Nutrition Coach for Fortitude Nutrition Coaching, Joshua Smith, offers his advice on taking the first step to achieving your health and fitness goals with an outcome vs behaviour approach. Throw out the rule book and take a leaf out of his book for setting goals that can actually be achieved.
Getting started...
Commonly, when someone sets their health and fitness goals, they start with the outcome they want first:
• I want to lose 5-10kg
• I want six-pack abs
• I want to snatch 100kg
Outcome goals describe how we want things to be at the end of the process.
There’s nothing wrong wanting things. Or talking about what you want. Or starting with the end in mind. But we can’t stop there. Wanting things isn’t enough, even if you really, really, really want them.
However, we often can’t control outcomes. Outcomes are affected by environmental things like:
• Your job gets crazy busy
• Your kid gets sick
• Your gym closes for renovations
• You have exams at school
They’re also influenced by physical things:
• Your hormones
• You have a chronic illness (or even just a cold or flu)
• You’re stressed
• You’re travelling a lot
• You’re getting older
• You’re having trouble sleeping
• You tripped over your dog and sprained your knee
Take control
You can’t make your body do what you want it to, but you can control what you do. That’s why behaviour goals are so important. They focus on the things we do have control over.

## Given entries
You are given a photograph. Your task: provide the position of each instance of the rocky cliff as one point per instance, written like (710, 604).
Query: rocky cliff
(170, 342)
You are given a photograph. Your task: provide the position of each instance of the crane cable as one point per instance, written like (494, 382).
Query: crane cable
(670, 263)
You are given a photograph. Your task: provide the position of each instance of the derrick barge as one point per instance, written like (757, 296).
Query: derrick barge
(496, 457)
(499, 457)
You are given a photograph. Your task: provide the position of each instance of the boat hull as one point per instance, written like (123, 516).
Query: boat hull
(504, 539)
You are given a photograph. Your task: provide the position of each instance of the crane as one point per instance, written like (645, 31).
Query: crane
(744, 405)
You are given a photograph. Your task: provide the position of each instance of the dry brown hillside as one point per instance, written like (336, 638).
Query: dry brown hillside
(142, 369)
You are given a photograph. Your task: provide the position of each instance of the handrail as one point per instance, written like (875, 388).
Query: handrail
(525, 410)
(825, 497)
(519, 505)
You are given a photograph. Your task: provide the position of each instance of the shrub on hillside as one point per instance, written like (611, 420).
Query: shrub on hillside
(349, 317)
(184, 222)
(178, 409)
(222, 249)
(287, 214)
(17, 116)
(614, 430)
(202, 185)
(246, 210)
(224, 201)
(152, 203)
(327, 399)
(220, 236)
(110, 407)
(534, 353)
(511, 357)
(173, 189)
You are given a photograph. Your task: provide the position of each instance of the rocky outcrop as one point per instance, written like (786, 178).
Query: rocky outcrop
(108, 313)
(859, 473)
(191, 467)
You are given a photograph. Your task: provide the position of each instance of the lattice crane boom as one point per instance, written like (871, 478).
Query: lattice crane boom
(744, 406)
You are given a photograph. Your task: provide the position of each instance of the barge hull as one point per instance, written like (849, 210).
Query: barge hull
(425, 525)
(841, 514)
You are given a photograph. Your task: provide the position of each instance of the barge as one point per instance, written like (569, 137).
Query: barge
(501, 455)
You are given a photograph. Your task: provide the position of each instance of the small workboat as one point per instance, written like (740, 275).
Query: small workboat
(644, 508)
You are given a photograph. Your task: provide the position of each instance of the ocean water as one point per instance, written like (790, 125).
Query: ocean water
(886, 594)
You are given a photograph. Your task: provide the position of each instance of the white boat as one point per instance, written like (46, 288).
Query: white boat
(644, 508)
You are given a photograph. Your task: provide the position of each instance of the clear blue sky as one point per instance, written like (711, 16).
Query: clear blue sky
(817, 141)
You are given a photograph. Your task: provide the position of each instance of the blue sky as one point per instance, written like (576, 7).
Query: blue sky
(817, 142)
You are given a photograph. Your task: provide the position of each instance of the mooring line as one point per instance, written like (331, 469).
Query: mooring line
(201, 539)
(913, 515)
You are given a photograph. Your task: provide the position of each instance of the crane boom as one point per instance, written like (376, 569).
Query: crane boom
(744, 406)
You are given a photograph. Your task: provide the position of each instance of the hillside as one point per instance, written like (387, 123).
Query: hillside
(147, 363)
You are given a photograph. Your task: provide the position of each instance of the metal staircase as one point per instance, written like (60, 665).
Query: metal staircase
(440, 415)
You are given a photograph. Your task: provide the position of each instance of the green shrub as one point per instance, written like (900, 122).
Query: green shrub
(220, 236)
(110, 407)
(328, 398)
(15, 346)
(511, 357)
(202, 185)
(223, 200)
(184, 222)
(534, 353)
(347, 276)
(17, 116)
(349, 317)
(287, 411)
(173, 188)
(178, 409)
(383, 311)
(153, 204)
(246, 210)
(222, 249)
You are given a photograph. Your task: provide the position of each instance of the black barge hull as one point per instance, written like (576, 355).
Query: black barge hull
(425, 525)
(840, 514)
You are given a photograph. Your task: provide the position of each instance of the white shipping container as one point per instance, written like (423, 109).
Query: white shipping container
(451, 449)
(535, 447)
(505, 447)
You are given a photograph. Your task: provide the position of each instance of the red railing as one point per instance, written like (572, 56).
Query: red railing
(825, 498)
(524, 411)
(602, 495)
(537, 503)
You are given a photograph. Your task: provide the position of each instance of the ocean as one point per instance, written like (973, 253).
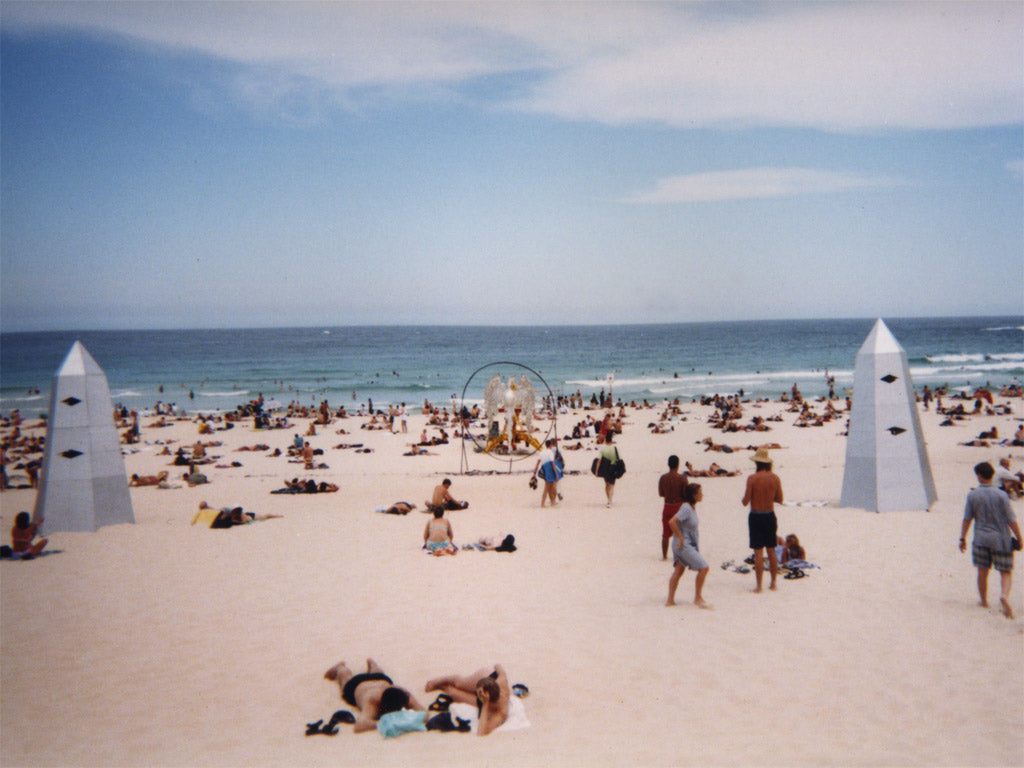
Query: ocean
(214, 370)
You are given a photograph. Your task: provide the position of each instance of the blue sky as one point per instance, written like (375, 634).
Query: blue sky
(192, 165)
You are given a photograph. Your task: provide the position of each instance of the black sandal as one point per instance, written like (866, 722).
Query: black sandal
(441, 702)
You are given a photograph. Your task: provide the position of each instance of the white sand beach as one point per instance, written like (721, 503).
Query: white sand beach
(164, 643)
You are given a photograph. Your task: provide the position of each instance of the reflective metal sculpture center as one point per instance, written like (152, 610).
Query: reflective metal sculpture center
(509, 414)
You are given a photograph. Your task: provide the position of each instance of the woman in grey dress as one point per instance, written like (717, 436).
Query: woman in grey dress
(685, 552)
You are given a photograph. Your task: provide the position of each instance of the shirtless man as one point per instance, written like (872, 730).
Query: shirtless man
(442, 498)
(764, 491)
(372, 692)
(488, 690)
(137, 480)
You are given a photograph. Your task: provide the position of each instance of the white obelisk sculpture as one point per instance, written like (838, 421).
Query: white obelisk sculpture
(83, 484)
(887, 465)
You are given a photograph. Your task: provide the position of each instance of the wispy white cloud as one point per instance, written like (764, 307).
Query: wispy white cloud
(753, 183)
(837, 67)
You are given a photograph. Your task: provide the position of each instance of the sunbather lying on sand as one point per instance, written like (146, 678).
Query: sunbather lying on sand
(487, 689)
(372, 692)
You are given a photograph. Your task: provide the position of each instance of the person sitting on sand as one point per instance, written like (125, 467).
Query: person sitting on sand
(1012, 484)
(140, 480)
(788, 549)
(442, 498)
(195, 478)
(437, 536)
(22, 536)
(489, 690)
(372, 692)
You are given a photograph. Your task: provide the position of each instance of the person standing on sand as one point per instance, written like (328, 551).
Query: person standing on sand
(670, 487)
(608, 467)
(993, 519)
(549, 465)
(685, 546)
(764, 491)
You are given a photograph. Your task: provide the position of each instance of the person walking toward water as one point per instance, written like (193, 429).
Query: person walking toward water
(685, 546)
(993, 519)
(764, 491)
(549, 466)
(670, 487)
(607, 467)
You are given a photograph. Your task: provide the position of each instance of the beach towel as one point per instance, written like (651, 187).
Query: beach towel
(517, 716)
(404, 721)
(206, 516)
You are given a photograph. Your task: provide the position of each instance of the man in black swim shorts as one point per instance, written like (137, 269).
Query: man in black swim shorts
(764, 491)
(372, 692)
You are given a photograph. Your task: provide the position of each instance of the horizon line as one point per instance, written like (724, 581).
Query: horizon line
(511, 325)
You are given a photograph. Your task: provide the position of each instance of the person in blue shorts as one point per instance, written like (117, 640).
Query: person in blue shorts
(989, 509)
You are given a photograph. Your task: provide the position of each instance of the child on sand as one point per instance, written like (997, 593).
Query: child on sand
(437, 536)
(22, 536)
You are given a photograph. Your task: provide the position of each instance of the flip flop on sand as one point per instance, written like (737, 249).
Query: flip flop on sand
(441, 702)
(342, 716)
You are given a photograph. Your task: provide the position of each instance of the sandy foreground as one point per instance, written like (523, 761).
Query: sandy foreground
(169, 644)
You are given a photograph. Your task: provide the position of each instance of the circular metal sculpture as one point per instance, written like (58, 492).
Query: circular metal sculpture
(510, 401)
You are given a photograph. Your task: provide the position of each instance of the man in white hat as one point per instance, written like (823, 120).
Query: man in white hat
(764, 491)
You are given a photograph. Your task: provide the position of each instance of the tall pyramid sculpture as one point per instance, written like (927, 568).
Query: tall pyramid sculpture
(887, 466)
(83, 484)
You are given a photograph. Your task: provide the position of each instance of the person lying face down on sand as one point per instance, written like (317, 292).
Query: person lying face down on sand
(139, 480)
(229, 516)
(487, 689)
(372, 692)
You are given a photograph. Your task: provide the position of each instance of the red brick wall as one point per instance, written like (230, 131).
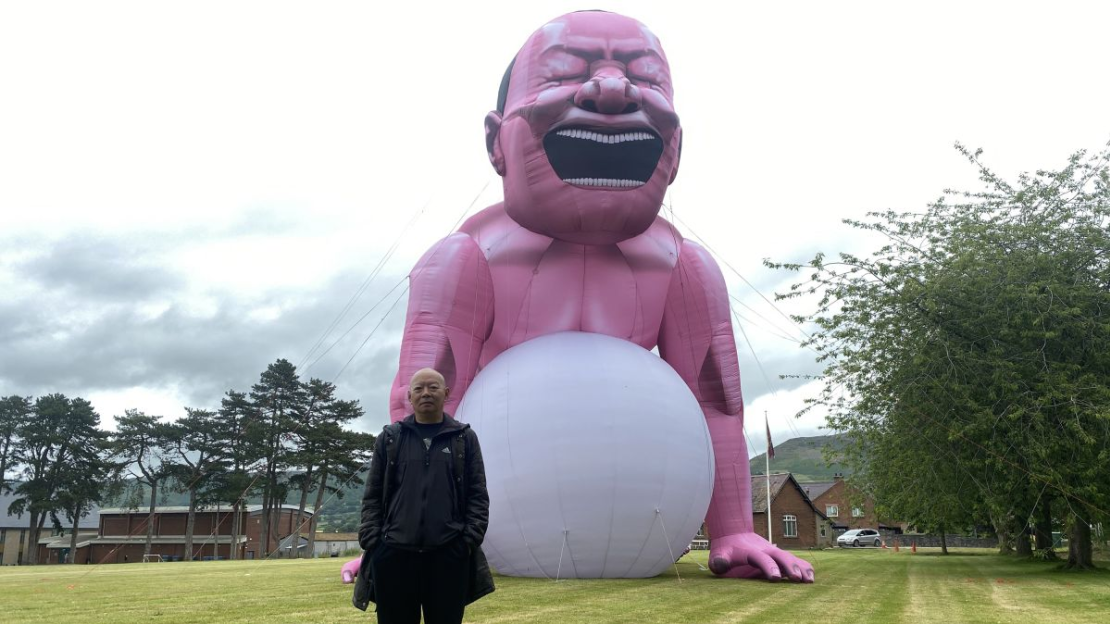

## Work order 1
Summarize the goal-setting text in two sentences.
## Work order 2
Answer these questions from the goal-setting text, one answer per line:
(a) What organization is Joshua Smith a nutrition coach for?
(b) What do outcome goals describe?
(c) What weight is given in the sample goal about the snatch?
## Work order 3
Continue the goal-setting text from the end of its last paragraph.

## Answer area 1
Nutrition coach Joshua Smith of Fortitude Nutrition Coaching offers an outcome vs behaviour approach to health and fitness goals, noting that people commonly start with the outcome they want, though wanting things isn't enough. Because environmental and physical factors often put outcomes beyond our control, behaviour goals are important: they focus on what we do control.

## Answer area 2
(a) Fortitude Nutrition Coaching
(b) How we want things to be at the end of the process
(c) 100kg

## Answer area 3
Behaviour goals represent your commitment to practicing a particular set of actions or tasks every day, as consistently as possible.
Here’s how:
1. Write down the outcome you want.
2. Think about all the small steps you can take to move you toward that outcome, and which ones should come first.
Here are a few other examples of how we can turn outcome goals into behaviour goals:
Outcome
• Lose 5kg
• Lower blood sugar
• Squat more weight
• Sleep 8 hours per night
• Have a better relationship with a partner
Behaviour
• Eat until 80% full at each meal
• Eat low-calorie fruit for dessert, instead of sweets
• Squat 3 times a week at various intensities
• Create a calming pre-sleep routine and start it 30 minutes before bedtime
• Have a date night once a week
Notice how both outcome and behaviour goals are trackable. However, behaviour goals are usually more effective because they give you something to do (and track) each day.
Setting powerful behaviour goals
1. Write down one outcome you want. Name the thing you want most right now.
2. Write down some of the skills you think you’ll need to get that outcome.
3. Related to each skill, write down a behaviour you can do today that’ll help build those skills.
4. Do the behaviour today, and tomorrow, and the next day. Keep in mind, if you don’t practice that behaviour on a particular day, don’t let it derail you. Each day is a clean slate. Start again the next day.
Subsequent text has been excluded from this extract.